* Exercise goal:
Having located "hey so can you find the orange" in the records below, repeat exactly the line it is on and all subsequent lines, ending with the last.

[Saved data entries]
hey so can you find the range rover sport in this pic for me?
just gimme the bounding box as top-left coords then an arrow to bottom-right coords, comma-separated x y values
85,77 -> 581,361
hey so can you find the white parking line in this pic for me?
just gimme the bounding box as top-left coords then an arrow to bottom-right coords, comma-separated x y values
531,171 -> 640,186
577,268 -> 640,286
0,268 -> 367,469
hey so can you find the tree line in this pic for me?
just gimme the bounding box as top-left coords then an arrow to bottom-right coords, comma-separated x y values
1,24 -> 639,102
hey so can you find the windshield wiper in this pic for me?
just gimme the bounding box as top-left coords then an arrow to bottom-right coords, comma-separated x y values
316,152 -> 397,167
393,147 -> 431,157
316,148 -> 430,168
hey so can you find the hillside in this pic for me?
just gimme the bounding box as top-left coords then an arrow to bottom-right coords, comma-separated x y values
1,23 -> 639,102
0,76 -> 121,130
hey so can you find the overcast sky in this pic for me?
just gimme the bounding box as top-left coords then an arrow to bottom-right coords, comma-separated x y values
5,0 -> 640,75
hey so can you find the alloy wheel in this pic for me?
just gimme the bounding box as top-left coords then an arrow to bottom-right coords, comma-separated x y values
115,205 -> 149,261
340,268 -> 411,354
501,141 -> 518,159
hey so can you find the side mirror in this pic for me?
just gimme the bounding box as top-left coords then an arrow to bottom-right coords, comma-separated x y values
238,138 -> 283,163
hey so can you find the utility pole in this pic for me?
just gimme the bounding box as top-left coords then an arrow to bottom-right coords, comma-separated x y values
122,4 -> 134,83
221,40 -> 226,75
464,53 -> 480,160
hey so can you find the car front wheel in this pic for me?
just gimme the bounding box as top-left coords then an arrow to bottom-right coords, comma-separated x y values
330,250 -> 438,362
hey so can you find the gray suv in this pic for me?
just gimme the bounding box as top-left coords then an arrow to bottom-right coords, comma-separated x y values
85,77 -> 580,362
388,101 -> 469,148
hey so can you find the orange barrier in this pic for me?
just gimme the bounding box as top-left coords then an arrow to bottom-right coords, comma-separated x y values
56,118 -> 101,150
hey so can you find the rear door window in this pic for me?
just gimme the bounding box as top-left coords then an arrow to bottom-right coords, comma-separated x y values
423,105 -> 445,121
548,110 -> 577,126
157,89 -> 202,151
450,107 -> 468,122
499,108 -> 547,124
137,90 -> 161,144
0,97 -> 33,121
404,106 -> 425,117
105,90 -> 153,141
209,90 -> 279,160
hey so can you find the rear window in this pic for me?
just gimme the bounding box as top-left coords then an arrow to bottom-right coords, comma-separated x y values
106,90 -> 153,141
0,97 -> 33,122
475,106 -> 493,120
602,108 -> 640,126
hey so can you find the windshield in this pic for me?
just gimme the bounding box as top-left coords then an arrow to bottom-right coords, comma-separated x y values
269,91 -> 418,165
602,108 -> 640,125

* Solution for this task:
hey so can you find the orange barrier in this pic for me?
just gimme the bounding box as top-left coords then an arrow to bottom-right coords, comma-separated x y values
56,118 -> 101,150
hey so can you find the rear door window in this pic for me?
just gimme the bounding box as top-left coords then an arrow to bottom-right coords, comma-separated x y values
423,105 -> 445,121
548,110 -> 577,126
157,89 -> 202,151
450,107 -> 468,122
499,108 -> 547,124
137,90 -> 161,144
0,97 -> 33,121
404,106 -> 425,117
105,90 -> 153,141
209,90 -> 279,160
hey so can you find the rear window in this pic for me?
just gimme the bounding box as top-left coords then an arrow to bottom-right coords, comma-separated x y values
106,90 -> 153,141
0,97 -> 33,122
475,106 -> 493,120
602,108 -> 640,126
hey so can you find the windshield in this pic for me?
just gimme the bounding box as top-left coords then an arrow to bottom-right coords, comma-separated x y values
269,91 -> 418,165
602,108 -> 640,125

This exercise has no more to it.